Reproduce each of the following records verbatim.

▶ _The records_:
-----

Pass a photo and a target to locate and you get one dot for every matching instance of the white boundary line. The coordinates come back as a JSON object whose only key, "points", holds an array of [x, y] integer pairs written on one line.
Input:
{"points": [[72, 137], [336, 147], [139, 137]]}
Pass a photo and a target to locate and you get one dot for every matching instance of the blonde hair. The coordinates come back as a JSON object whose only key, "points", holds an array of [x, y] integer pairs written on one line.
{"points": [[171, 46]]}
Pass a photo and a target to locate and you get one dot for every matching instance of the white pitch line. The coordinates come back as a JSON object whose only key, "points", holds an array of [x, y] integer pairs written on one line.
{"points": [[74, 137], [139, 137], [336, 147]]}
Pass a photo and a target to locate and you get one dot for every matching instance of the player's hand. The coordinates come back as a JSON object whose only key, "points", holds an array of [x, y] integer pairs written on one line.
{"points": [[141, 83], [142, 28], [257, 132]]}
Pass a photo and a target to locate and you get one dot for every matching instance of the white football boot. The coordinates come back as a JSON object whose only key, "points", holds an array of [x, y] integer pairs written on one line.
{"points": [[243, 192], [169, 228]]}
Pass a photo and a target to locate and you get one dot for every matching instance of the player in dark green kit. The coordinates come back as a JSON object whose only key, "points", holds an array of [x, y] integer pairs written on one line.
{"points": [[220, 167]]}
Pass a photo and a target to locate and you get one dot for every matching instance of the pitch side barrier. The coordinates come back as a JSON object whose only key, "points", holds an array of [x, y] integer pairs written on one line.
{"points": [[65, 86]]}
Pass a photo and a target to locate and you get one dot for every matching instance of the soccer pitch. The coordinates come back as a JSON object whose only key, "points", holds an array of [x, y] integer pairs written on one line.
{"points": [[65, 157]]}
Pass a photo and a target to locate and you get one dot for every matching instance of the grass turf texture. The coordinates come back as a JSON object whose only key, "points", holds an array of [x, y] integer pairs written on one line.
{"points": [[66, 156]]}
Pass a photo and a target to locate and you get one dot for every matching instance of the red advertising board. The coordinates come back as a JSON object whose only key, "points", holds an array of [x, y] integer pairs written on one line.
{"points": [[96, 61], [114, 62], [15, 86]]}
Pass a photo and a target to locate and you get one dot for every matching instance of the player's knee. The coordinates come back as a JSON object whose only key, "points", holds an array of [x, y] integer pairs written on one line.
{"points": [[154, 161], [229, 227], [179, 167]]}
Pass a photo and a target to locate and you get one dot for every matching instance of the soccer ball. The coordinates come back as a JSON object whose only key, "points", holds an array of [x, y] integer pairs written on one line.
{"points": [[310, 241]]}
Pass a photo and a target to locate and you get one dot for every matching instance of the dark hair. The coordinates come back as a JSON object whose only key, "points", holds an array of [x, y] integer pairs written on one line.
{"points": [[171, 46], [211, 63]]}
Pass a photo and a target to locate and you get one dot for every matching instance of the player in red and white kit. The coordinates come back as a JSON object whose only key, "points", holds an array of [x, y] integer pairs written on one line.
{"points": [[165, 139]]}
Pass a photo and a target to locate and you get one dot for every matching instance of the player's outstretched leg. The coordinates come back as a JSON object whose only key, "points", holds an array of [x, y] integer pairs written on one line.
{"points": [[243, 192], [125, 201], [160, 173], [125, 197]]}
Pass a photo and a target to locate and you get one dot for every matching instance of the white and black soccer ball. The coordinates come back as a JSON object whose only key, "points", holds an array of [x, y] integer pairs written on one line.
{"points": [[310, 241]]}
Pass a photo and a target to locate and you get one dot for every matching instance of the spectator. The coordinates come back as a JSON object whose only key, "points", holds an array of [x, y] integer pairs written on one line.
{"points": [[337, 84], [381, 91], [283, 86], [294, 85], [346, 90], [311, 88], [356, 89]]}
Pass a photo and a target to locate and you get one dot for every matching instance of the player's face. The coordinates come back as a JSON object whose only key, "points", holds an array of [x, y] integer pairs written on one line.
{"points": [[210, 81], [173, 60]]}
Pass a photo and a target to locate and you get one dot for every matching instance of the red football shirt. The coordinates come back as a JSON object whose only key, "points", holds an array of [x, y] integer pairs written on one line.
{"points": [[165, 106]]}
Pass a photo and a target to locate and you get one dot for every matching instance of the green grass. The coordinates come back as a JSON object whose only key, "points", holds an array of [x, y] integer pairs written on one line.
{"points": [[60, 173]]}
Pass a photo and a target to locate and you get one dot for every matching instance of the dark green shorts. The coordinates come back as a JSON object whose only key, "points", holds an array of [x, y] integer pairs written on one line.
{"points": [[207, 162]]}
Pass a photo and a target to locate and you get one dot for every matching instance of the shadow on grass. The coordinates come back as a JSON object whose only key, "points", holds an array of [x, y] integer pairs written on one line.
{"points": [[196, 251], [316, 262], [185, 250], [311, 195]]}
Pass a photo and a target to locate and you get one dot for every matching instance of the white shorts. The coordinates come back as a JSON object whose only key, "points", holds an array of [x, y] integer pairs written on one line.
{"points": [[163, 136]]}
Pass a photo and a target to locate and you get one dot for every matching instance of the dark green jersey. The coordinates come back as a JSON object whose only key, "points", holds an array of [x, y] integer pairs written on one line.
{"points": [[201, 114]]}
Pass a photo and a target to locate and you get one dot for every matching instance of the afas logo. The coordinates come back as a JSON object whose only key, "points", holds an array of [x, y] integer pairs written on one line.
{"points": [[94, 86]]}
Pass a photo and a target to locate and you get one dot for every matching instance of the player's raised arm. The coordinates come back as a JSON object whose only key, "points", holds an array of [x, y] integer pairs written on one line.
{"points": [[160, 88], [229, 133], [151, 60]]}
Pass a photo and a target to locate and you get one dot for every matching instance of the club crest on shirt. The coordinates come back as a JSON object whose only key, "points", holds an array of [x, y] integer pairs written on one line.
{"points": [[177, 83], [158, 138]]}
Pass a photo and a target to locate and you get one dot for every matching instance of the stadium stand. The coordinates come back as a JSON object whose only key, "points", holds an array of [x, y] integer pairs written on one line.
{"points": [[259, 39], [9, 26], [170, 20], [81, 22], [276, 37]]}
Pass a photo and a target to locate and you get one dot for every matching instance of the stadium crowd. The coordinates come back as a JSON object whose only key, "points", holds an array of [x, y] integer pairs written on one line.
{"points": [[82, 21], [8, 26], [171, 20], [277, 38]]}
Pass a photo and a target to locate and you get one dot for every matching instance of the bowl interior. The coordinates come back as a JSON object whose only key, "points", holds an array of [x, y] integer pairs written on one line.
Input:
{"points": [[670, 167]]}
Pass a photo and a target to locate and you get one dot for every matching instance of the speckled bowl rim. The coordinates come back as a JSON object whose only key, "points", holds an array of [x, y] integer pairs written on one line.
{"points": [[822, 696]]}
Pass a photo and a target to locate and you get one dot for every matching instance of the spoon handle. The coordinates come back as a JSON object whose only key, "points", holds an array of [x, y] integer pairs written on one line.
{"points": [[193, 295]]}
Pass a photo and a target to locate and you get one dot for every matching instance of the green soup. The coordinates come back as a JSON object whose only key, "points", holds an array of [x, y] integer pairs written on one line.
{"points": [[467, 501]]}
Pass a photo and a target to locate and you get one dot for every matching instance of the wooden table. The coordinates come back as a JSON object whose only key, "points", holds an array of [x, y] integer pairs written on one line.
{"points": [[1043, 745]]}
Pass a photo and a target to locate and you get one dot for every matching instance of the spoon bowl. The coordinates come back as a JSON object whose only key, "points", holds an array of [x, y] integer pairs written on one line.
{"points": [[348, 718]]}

-----

▶ _Task output_:
Pass a photo and a target to locate and you get one dot for every matching instance of the white boundary line. The coordinates come back as a JSON object whose only key, "points", holds an array of [x, y] integer pairs written on one line.
Input:
{"points": [[72, 137], [336, 147], [139, 137]]}
Pass a photo and a target to locate and you get one dot for every matching instance of the blonde hair. The coordinates come back as a JSON object whose only key, "points", holds an array of [x, y] integer pairs written on one line.
{"points": [[171, 46]]}
Pass a photo and a target to locate and you get one dot for every matching instance of the white pitch line. The coordinates come back as a JSON object whose only key, "points", holds an array of [x, y] integer pairs written on one line.
{"points": [[74, 137], [139, 137], [336, 147]]}
Pass a photo and a target to locate and you get one dot for every matching instance of the player's hand. The coordinates come back as a JSON object whose only key, "points", holds an array of [x, y] integer pairs written on one line.
{"points": [[141, 83], [142, 28], [257, 132]]}
Pass a photo and a target to locate and you get one dot for every matching instance of the white football boot. The coordinates come back as a JSON object whose only key, "points", holds an array of [x, y] integer pairs written on one line.
{"points": [[243, 192], [169, 228]]}
Pass a photo and a target to locate and you get one dot for every matching instance of the player in dark green kit. The coordinates come back as a JSON object whose only key, "points", holds an array of [x, y] integer pairs written on one line.
{"points": [[220, 167]]}
Pass a photo and a target to locate and you get one dot for every matching instance of the pitch side barrier. The coordinates come back as a JSON object whose only key, "points", holds an array of [x, y] integer pairs written on one line.
{"points": [[65, 86]]}
Pass a photo and a target to locate and you get one dot for every matching instance of the soccer pitch. The coordinates come back as a JSON object whose only key, "points", holds an array of [x, y] integer pairs written on one line.
{"points": [[65, 157]]}
Pass a photo and a target to locate and you get one dot for every matching instance of the grass turf texture. The coordinates come back as a JSON object whose only key, "points", holds an array of [x, y] integer pairs written on one line.
{"points": [[66, 156]]}
Pass a photo and a target to locate and you get one dot for every matching instance of the red advertising board. The coordinates come back as a JSON object whose only key, "points", holds an array of [x, y] integer pairs written on one line.
{"points": [[96, 61], [114, 62], [15, 86]]}
Pass a photo and a target to locate and you get one dot for every matching instance of the player's knee. The coordinates come back as a JSON object whose only key, "points", holds an array of [x, y] integer pairs written on one line.
{"points": [[154, 161], [229, 227], [179, 167]]}
Pass a photo and a target to locate and you get one dot for every matching instance of the soccer ball. The coordinates come back as a JSON object whose only key, "points", holds an array of [x, y] integer pairs written on one line.
{"points": [[310, 241]]}
Pass a photo and a target to locate and you get one dot for every matching instance of the dark hair. The coordinates come back as a JSON object whose only key, "points", holds an array of [x, y] integer pairs written on one line.
{"points": [[171, 46], [211, 63]]}
Pass a photo and a target to locate and you get one dot for every matching instance of the player in red and white kit. The coordinates come back as a JSON object whose only key, "points", holds an array of [x, y] integer pairs written on one line.
{"points": [[165, 139]]}
Pass a photo and a target to locate and you get one dot for every matching instance of the player's outstretched leg. The coordinates come back as a JSON object whose only key, "points", holds an array of [x, y] integer pairs written on one line.
{"points": [[243, 192], [125, 201], [160, 173], [125, 197]]}
Pass a photo and a target to locate and you get one dot for every matching instance of the white and black soccer ball. The coordinates come back as a JSON object whose only key, "points", holds an array of [x, y] integer pairs written on one line.
{"points": [[310, 241]]}
Pass a photo and a target to locate and you get one dot for every matching instance of the spectator. The coordinates come back as a JSON object whose only key, "points", holds an array of [x, y] integer pairs written on one line.
{"points": [[337, 84], [381, 91], [283, 86], [294, 85], [346, 90], [311, 88], [356, 89]]}
Pass a photo and a target to locate and you get one dot for every matching instance of the player's face. The coordinates come back as a JSON object whose only key, "points", holds an array of [x, y] integer pairs written on one line.
{"points": [[210, 81], [173, 60]]}
Pass a photo and a target to locate and you get one dot for every matching instance of the red football shirt. The coordinates come back as a JSON object whose only key, "points", holds an array of [x, y] integer pairs written on one line.
{"points": [[165, 106]]}
Pass a photo and a target to locate and you get one dot for every matching instance of the green grass. The coordinates come back as a JSON object whose only key, "points", holds an array of [x, y] integer pairs written on one line.
{"points": [[60, 173]]}
Pass a photo and a target to locate and you get one dot for every matching instance of the dark green shorts. The coordinates come back as a JSON object whose only key, "points", holds an array of [x, y] integer pairs written on one line.
{"points": [[207, 162]]}
Pass a photo and a target to locate and you get one dot for every matching instance of the shadow on grass. The coordinates come back as a JSON object whose only key, "points", holds an array of [x, y] integer pairs written on one line.
{"points": [[196, 251], [316, 262], [185, 250], [311, 195]]}
Pass a photo and a target to locate and you get one dot for every matching instance of the white shorts. The coordinates come back as a JSON object whose only key, "points", holds an array of [x, y] integer pairs written on one line.
{"points": [[163, 136]]}
Pass a photo and a target to locate and you get one dot for every matching instance of the dark green jersey. The coordinates come back as a JSON object whose only key, "points", holds an array of [x, y] integer pairs written on one line.
{"points": [[201, 114]]}
Pass a photo and a target to locate and you get one dot for every matching instance of the afas logo. The coordinates come back as a JSON object whose only key, "points", holds an array of [x, y] integer pairs written on one line.
{"points": [[94, 86]]}
Pass a photo and a target to locate and you get one dot for every matching instance of the player's raised arm. The coordinates come back as a JSON object whose only key, "points", holds an array of [x, y] integer pairs written on one line.
{"points": [[160, 88], [229, 133], [151, 60]]}
Pass a photo and a target to locate and you get one dot for every matching instance of the club crest on shirt. The coordinates come back as a JSON object whose only key, "points", holds an array of [x, y] integer pairs written on one line.
{"points": [[177, 83], [158, 138]]}
Pass a photo and a target to locate and you get one dot for every matching instance of the stadium stand. The coordinates come back as a JSON object whose only key, "points", holds an array of [x, y] integer pairs written on one line.
{"points": [[259, 39], [9, 26], [170, 20], [81, 22], [276, 37]]}
Pass a photo and a target to locate and you get one dot for every matching instance of the stadium crowd. The coordinates come back as a JSON object whose only key, "points", holds an array of [x, y] integer pairs written on one line.
{"points": [[82, 21], [8, 26], [171, 20], [277, 38]]}
Pass a photo and a target to locate and you get one dot for every matching instance of the bowl interior. The coordinates come back as a JSON object whose only key, "points", holds an array of [x, y] integer pairs written on one line.
Input:
{"points": [[670, 167]]}
Pass a photo and a target to locate and you get one dot for every matching instance of the speckled bowl rim. The coordinates come back as a JSON object whose only key, "points", holds an array of [x, y] integer pairs written on one line.
{"points": [[822, 696]]}
Pass a photo and a target to locate and you get one dot for every matching instance of the spoon handle. The coordinates come back as a JSON object whose only key, "points", holds an array of [x, y] integer pairs written on one line.
{"points": [[193, 295]]}
Pass a photo and a target to locate and you get one dot for every matching instance of the green soup. The coordinates come back as a JSON object whose only key, "points", holds an array of [x, y] integer pairs written on one line.
{"points": [[467, 501]]}
Pass a photo and a target to locate and you get one dot for every matching instance of the wooden table. The coordinates come back as a JSON object whose only key, "points", holds an array of [x, y] integer pairs written on one line.
{"points": [[1043, 745]]}
Pass a photo and a target to locate and you get one dot for every matching instance of the spoon bowl. The coordinates come back as a JSON object whose only key, "points", holds an array of [x, y] integer pairs written on one line.
{"points": [[348, 718]]}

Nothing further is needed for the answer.